* Passage:

-- START --

Neil Turpin, the former church warden on the frontline in the battle against money laundering

The vicar's husband and the case of the money launderers

More than a trillion dollars are looted each year from poor countries, then stashed in rich ones—and Britain is at the heart of it. So how did an ancient office of the Archbishop of Canterbury end up on the frontline in the battle against money laundering?
May 6, 2019

If you take Westminster Abbey’s Victoria Street exit and walk past the gift shop, you’ll find a golden-yellow, Gothic Revival block, with a steeply pitched roof rising from a row of battlements. This architectural confection is No 1 the Sanctuary, and a plaque by the door announces its tenant: The Faculty Office of the Archbishop of Canterbury, which is the kind of curious appendix to the British constitution that might have amused Charles Dickens.

In 1533, when King Henry VIII broke with the Vatican because it refused to grant him a divorce, parliament gave the faculty office responsibility for the pope’s non-ecclesiastical duties, and it has retained them over the intervening centuries through bureaucratic inertia. The office is in charge of many things, including dishing out special licences allowing couples to marry in a church where they do not meet the normal requirements, but it is also responsible for the regulation of “notaries public,” an ancient and rather withered branch of the legal profession that specialises in authenticating documents.

“They don’t have a big market share,” conceded Neil Turpin, the faculty office’s open-faced and talkative chief clerk. There are now fewer than 800 notaries in England and Wales (compared to almost 150,000 practising solicitors) but, since they handle money, they must be supervised for anti-money laundering purposes. That is Turpin’s job, and it’s an important one.

Britain is home to a world-class financial services industry, but also—and not coincidentally—to a vast money laundering machine. The City of London is a key hub in the rampant kleptocracy, financial crime and tax evasion that is afflicting the world.

Every year, more than US$1 trillion is stolen from the world’s poorest countries and stashed in the richest ones, according to research by Global Financial Integrity (GFI), a think tank in Washington DC. This money should be paying for healthcare, security and infrastructure, but is instead being spent on mansions, superyachts and bling, with disastrous consequences for the world’s most vulnerable people, not to mention the affordability of housing in western capitals.

-- END --

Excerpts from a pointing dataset
-- START --

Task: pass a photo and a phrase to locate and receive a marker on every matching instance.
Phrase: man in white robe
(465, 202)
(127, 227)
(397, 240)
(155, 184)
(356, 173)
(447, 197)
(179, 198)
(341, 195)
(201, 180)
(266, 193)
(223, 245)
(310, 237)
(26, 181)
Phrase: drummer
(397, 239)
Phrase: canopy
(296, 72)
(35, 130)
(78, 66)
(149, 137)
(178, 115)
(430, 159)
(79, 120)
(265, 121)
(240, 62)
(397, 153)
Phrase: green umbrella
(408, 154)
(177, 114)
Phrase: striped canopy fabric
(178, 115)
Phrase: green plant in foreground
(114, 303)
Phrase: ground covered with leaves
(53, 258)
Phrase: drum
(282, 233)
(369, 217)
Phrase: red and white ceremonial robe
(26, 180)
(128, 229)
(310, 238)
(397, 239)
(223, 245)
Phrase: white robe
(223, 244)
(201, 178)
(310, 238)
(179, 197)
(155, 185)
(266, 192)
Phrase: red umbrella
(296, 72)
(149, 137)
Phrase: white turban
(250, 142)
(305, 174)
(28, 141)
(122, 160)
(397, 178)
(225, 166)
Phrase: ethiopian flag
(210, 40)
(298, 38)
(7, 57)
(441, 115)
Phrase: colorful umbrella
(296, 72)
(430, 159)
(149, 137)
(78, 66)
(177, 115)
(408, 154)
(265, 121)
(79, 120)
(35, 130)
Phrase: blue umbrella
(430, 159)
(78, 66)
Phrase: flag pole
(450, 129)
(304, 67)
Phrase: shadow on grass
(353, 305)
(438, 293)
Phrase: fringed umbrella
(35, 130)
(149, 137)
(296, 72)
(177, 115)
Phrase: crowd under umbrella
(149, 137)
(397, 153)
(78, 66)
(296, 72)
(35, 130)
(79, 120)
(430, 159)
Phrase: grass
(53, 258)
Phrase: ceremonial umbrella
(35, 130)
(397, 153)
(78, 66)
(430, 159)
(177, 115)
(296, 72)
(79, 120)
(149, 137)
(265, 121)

-- END --

* The problem:
Please name the office that the money laundering article says is responsible for regulating notaries public.

* Task output:
The Faculty Office of the Archbishop of Canterbury